■ EXERCISE ■
Reproduce every line of the following material verbatim, without alteration.

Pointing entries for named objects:

_ _ _ _ _ _ _

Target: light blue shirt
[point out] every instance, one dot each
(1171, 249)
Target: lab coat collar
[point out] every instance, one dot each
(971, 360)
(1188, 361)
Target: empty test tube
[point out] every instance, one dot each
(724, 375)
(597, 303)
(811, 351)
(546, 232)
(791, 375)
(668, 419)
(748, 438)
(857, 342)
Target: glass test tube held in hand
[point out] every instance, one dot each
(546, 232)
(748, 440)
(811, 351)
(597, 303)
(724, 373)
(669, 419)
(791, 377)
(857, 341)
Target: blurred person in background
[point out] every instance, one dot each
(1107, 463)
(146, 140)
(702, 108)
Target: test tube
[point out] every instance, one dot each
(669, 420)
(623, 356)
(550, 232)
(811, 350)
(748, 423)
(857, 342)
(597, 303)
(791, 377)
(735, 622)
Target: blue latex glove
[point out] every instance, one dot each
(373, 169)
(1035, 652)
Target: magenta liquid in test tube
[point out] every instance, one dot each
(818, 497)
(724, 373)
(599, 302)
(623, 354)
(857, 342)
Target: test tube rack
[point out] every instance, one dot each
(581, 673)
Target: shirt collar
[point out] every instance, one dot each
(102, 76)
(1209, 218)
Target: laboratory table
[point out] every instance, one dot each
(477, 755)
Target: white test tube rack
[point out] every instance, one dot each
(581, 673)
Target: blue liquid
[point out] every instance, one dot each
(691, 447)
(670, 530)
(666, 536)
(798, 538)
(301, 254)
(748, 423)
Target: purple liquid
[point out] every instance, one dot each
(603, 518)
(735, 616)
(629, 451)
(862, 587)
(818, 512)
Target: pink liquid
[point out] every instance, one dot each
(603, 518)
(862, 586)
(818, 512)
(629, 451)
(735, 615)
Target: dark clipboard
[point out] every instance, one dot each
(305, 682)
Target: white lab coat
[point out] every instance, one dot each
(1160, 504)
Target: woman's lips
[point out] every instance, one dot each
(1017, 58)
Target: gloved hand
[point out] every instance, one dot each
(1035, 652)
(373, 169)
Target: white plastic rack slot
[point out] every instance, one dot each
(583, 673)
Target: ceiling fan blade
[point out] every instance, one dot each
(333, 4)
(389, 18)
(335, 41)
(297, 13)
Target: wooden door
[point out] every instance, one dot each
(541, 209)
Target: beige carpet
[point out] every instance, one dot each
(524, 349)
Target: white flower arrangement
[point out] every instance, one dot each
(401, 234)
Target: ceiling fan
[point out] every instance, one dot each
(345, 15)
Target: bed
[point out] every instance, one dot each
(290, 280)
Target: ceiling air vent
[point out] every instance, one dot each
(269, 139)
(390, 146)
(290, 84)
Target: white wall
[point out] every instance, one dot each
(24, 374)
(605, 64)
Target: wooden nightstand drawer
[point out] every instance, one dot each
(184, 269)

_ _ _ _ _ _ _

■ SOLUTION ■
Target: light blue shirt
[point out] every instance, one dot each
(1171, 249)
Target: lab coat collar
[point out] every instance, one dot each
(971, 360)
(1188, 361)
Target: empty test tube
[point out] every instance, one dot each
(724, 375)
(597, 303)
(811, 351)
(546, 232)
(791, 375)
(668, 419)
(748, 438)
(857, 342)
Target: glass test tube held in hand
[point out] every instance, one dot each
(546, 232)
(748, 440)
(811, 351)
(597, 303)
(724, 373)
(669, 419)
(791, 377)
(857, 341)
Target: blurred person in background
[point out] every instance, one dot each
(1107, 463)
(146, 140)
(702, 108)
Target: test tube
[point out] every instance, one dot each
(669, 420)
(623, 356)
(550, 232)
(811, 350)
(748, 423)
(857, 342)
(597, 303)
(791, 377)
(735, 622)
Target: blue latex glove
[point out] every instance, one dot each
(373, 169)
(1035, 652)
Target: magenta liquid in test tube
[point out] every instance, one dot each
(818, 497)
(724, 373)
(599, 302)
(623, 354)
(857, 342)
Target: test tube rack
[point out] every instance, one dot each
(581, 673)
Target: shirt collar
[point out] every instance, one dot each
(102, 76)
(1209, 218)
Target: laboratory table
[point out] every instance, one dot each
(477, 755)
Target: white test tube rack
[point out] every instance, one dot each
(581, 673)
Target: blue liquid
[point out] every instance, one dot each
(691, 447)
(670, 530)
(666, 536)
(798, 538)
(301, 254)
(748, 423)
Target: purple liquid
[point out] every instance, one dot each
(603, 518)
(735, 616)
(629, 451)
(862, 587)
(818, 512)
Target: pink liquid
[point out] every instance, one dot each
(603, 518)
(862, 586)
(818, 512)
(629, 451)
(735, 615)
Target: dark clipboard
[point out] every instance, one dot each
(305, 682)
Target: white lab coat
[point out] every instance, one dot each
(1160, 504)
Target: woman's lips
[point out] every instance, one dot each
(1017, 58)
Target: gloved hand
[point out] every instance, one dot each
(1035, 652)
(373, 169)
Target: white plastic rack slot
[point out] every instance, one dot each
(583, 673)
Target: ceiling fan blade
[point out] every instance, one dot each
(333, 4)
(389, 18)
(335, 41)
(297, 13)
Target: wooden door
[point out] every instance, one dot each
(541, 209)
Target: beige carpet
[point out] every instance, one dot each
(524, 349)
Target: white flower arrangement
[point out] every instance, one dot each
(401, 234)
Target: ceiling fan
[point out] every instance, one dot each
(345, 15)
Target: bed
[point out] every instance, one dot each
(290, 280)
Target: ceiling air vent
[point out] every instance, one dot each
(269, 139)
(390, 146)
(290, 84)
Target: white wall
[point out] every instance, one dot each
(24, 374)
(605, 64)
Target: wooden nightstand drawer
[point out] every instance, one dot each
(184, 269)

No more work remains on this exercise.